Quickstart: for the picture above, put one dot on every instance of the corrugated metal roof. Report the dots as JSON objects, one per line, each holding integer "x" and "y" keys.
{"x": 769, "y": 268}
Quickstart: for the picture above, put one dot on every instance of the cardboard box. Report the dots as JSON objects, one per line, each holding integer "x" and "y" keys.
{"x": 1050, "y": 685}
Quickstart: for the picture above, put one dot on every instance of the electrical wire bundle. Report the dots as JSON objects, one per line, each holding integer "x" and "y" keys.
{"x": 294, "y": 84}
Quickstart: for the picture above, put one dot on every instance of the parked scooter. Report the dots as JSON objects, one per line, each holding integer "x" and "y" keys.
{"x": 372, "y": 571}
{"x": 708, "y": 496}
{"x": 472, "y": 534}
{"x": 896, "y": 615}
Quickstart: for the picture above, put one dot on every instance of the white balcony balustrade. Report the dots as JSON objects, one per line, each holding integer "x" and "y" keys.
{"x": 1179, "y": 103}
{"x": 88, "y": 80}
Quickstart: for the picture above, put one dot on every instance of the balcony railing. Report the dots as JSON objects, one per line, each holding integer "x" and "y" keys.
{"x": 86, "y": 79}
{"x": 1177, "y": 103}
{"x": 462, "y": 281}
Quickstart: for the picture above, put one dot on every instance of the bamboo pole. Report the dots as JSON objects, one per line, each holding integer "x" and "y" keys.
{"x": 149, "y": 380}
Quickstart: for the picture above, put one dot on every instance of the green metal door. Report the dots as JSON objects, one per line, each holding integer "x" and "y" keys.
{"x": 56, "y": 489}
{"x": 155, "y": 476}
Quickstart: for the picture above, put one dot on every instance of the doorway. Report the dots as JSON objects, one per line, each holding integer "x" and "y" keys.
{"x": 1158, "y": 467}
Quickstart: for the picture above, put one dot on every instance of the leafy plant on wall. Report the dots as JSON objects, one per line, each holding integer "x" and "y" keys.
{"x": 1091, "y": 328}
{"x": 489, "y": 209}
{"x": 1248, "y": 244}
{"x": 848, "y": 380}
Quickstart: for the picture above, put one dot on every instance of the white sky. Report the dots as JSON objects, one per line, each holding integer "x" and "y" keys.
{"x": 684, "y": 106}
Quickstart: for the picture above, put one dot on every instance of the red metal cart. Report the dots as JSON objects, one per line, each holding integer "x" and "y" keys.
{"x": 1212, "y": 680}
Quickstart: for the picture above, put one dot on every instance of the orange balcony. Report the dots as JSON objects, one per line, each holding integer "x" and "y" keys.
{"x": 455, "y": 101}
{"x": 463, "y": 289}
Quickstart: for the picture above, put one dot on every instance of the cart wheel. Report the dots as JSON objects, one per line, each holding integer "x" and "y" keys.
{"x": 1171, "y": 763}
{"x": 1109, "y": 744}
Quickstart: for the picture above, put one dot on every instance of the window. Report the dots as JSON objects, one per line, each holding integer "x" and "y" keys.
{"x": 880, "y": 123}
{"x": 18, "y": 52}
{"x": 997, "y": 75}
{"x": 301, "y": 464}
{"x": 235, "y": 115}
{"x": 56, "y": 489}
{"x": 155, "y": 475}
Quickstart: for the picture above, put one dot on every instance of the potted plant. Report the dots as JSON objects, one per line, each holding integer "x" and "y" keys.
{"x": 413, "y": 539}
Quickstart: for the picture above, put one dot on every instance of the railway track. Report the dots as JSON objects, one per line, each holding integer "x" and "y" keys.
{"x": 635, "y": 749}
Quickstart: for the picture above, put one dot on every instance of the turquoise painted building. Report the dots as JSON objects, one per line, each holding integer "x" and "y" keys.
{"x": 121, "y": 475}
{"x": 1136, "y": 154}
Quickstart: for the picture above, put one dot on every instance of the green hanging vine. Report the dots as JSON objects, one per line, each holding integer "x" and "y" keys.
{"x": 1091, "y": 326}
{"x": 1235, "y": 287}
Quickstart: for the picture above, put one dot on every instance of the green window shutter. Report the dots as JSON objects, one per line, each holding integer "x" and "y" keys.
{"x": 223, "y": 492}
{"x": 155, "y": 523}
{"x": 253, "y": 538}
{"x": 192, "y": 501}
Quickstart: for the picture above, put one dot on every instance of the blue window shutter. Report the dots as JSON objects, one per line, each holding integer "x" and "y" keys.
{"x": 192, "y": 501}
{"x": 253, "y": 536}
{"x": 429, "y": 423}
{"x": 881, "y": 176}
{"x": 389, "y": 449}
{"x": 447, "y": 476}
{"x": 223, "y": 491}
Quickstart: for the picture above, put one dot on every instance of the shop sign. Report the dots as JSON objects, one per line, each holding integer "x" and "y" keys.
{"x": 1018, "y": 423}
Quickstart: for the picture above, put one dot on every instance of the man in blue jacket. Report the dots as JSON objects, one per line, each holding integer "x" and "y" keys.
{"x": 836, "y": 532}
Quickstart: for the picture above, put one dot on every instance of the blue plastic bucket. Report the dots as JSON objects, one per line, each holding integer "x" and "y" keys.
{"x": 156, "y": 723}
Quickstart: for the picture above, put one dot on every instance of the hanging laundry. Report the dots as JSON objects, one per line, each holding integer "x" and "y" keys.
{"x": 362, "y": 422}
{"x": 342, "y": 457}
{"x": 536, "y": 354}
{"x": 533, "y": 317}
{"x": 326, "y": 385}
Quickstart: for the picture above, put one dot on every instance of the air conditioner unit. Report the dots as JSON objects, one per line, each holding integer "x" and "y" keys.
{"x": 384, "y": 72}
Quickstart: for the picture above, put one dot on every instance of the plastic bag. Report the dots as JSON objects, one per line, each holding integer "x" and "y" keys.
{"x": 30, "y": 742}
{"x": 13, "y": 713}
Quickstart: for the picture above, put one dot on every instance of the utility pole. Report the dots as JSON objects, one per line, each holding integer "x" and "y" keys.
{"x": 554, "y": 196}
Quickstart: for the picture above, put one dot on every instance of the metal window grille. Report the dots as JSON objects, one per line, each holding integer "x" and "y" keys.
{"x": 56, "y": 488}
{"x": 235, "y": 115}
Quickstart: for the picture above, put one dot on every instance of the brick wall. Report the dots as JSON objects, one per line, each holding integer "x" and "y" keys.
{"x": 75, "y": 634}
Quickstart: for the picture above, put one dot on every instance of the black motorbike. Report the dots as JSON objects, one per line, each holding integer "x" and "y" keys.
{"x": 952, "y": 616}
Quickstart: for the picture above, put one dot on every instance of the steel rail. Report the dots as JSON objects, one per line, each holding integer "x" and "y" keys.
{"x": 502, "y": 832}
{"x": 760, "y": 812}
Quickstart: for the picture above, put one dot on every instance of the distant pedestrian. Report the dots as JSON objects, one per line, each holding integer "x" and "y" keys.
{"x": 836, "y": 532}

***

*PROBLEM STATEMENT*
Rewrite all of the lines above as a numbered list, leaving out any blank lines.

*EXERCISE SOLUTION*
1. Quickstart: for the picture above, put one dot on every instance of the corrugated metal roof. Report the dots as JSON objects, one per line, each holding integer "x" and "y" keys.
2. {"x": 769, "y": 268}
3. Quickstart: for the picture above, put one dot on every instance of the cardboard box. Report the dots as JSON objects, one per line, each holding integer "x" and "y" keys.
4. {"x": 1050, "y": 685}
5. Quickstart: for the picture above, put one dot on every instance of the electrical wire bundle. Report the dots as JSON objects, one per line, each holding integer "x" and "y" keys.
6. {"x": 294, "y": 84}
7. Quickstart: for the picture above, put one dot on every instance of the parked scooter. Report the dots as JSON objects, one per line, each holding integer "x" and "y" keys.
8. {"x": 372, "y": 571}
9. {"x": 708, "y": 496}
10. {"x": 472, "y": 534}
11. {"x": 896, "y": 615}
12. Quickstart: for the picture above, put one dot on every instance of the white balcony balustrade. Report the dots as JSON objects, one per line, each holding integer "x" and "y" keys.
13. {"x": 1179, "y": 103}
14. {"x": 88, "y": 80}
15. Quickstart: for the picture above, put one dot on every instance of the balcony railing. Report the dots as JSON objects, one per line, each holding integer "x" and "y" keys.
16. {"x": 86, "y": 79}
17. {"x": 1177, "y": 103}
18. {"x": 462, "y": 281}
19. Quickstart: for the picture above, put one dot on every instance of the bamboo pole. Report the dots as JSON objects, one per line, each holding integer "x" and "y" keys.
20. {"x": 149, "y": 380}
21. Quickstart: for the picture above, put one dot on every instance of the green metal door. Report the dots as JSON objects, one per line, each holding integer "x" and "y" keys.
22. {"x": 56, "y": 489}
23. {"x": 155, "y": 476}
24. Quickstart: for the picture above, put one dot on every instance of the doorway. Report the dots as JSON objects, one per line, each holding integer "x" and "y" keys.
25. {"x": 1158, "y": 467}
26. Quickstart: for the picture above, put one dot on every instance of the leafy plant on wall. Report the dots as JSON objects, one per line, each holding integer "x" and "y" keys.
27. {"x": 1091, "y": 328}
28. {"x": 489, "y": 209}
29. {"x": 1248, "y": 244}
30. {"x": 848, "y": 380}
31. Quickstart: for the picture above, put one dot on every instance of the white sky. Report the dots as JSON objects, one per line, each holding integer "x" and "y" keys.
32. {"x": 684, "y": 106}
33. Quickstart: for the picture above, put one dot on every instance of the red metal cart. Report the dots as JSON objects, one per line, each holding integer "x" and "y" keys.
34. {"x": 1212, "y": 680}
35. Quickstart: for the picture above, put one dot on every instance of the orange balcony. Report the dots as JSON objects, one per line, each holding integer "x" and "y" keys.
36. {"x": 455, "y": 101}
37. {"x": 463, "y": 289}
38. Quickstart: for the picture above, put one dot on every instance of the cart wheel. Report the dots as JSON objects, one per line, each holding integer "x" and "y" keys.
39. {"x": 1171, "y": 763}
40. {"x": 1109, "y": 744}
41. Quickstart: for the picture above, put one dot on every instance of the window. Report the dots as JSON objects, one per line, each holding integer "x" and "y" keys.
42. {"x": 880, "y": 123}
43. {"x": 18, "y": 52}
44. {"x": 997, "y": 75}
45. {"x": 301, "y": 464}
46. {"x": 235, "y": 115}
47. {"x": 56, "y": 489}
48. {"x": 155, "y": 475}
49. Quickstart: for the picture above, put one dot on every instance of the potted plant. Report the dots as JSON objects, one per line, each holding integer "x" and "y" keys.
50. {"x": 413, "y": 539}
51. Quickstart: for the picture above, put one dot on every instance of the railway track. Report the dots as JSON objects, one per line, each holding integer "x" and "y" keys.
52. {"x": 635, "y": 749}
53. Quickstart: for the picture above, put one dot on every instance of the turquoise painted building. Report the dots as JSON objects, one per line, each holding integer "x" and "y" keys.
54. {"x": 121, "y": 475}
55. {"x": 1136, "y": 154}
56. Quickstart: for the picture above, put one dot on every instance of the green hanging vine. Report the dots as JSON objects, one per line, each holding integer "x" and "y" keys.
57. {"x": 1091, "y": 326}
58. {"x": 1235, "y": 287}
59. Quickstart: for the picture above, put one dot on every instance of the green window shutter. Report the dots as JSON objects, one per line, each holding integer "x" and "y" keys.
60. {"x": 223, "y": 492}
61. {"x": 155, "y": 523}
62. {"x": 253, "y": 538}
63. {"x": 192, "y": 501}
64. Quickstart: for the picture above, put one dot on every instance of the blue window shutter. Report the dots as JSON objects, one per line, each holding integer "x" and "y" keys.
65. {"x": 192, "y": 501}
66. {"x": 253, "y": 536}
67. {"x": 429, "y": 423}
68. {"x": 881, "y": 176}
69. {"x": 389, "y": 449}
70. {"x": 447, "y": 476}
71. {"x": 223, "y": 491}
72. Quickstart: for the picture above, put one dot on every instance of the shop sign. Report the dots as JSON objects, one per line, each holding integer "x" and "y" keys.
73. {"x": 1018, "y": 423}
74. Quickstart: for the picture above, put one dot on every instance of the man in blue jacket. Report the dots as JSON objects, one per line, each holding integer "x" and "y" keys.
75. {"x": 836, "y": 532}
76. Quickstart: for the picture above, put one dot on every instance of the blue plastic bucket. Report the dots as JSON objects, one per line, each holding integer "x" and "y" keys.
77. {"x": 156, "y": 723}
78. Quickstart: for the picture above, put one dot on every instance of the hanging laundry. Report the dots as JSON objects, one per line, each holding integer "x" and "y" keys.
79. {"x": 362, "y": 422}
80. {"x": 342, "y": 457}
81. {"x": 536, "y": 354}
82. {"x": 533, "y": 317}
83. {"x": 326, "y": 385}
84. Quickstart: for the picture above, put one dot on every instance of the air conditioner unit. Report the dots as JSON objects, one per line, each holding integer "x" and "y" keys.
85. {"x": 384, "y": 72}
86. Quickstart: for the picture above, put one dot on every instance of the plastic bag. Report the dots as JSON objects, one per line, each holding integer "x" and "y" keys.
87. {"x": 30, "y": 742}
88. {"x": 13, "y": 713}
89. Quickstart: for the picture above, put one dot on every instance of the utility pole. Report the dots as JSON objects, one per line, each holding integer "x" and "y" keys.
90. {"x": 554, "y": 196}
91. Quickstart: for the picture above, put one dot on every instance of the metal window grille. Report the dots as JSON objects, one per line, each holding integer "x" and "y" keys.
92. {"x": 56, "y": 488}
93. {"x": 235, "y": 115}
94. Quickstart: for the picture above, put one dot on every instance of the brick wall. Report the dots as JSON objects, one per line, each holding integer "x" and "y" keys.
95. {"x": 75, "y": 634}
96. Quickstart: for the picture above, put one dot on every instance of the black motorbike. Report the dots as JSON objects, one per line, each holding integer "x" and "y" keys.
97. {"x": 952, "y": 616}
98. Quickstart: for the picture above, put one dot on every instance of the steel rail. Report the dots as JSON objects, one per line, each holding integer "x" and "y" keys.
99. {"x": 502, "y": 832}
100. {"x": 760, "y": 812}
101. Quickstart: for the picture above, put one dot on every instance of the distant pedestrian. Report the dots as JSON objects, one per line, each holding integer "x" and "y" keys.
102. {"x": 836, "y": 532}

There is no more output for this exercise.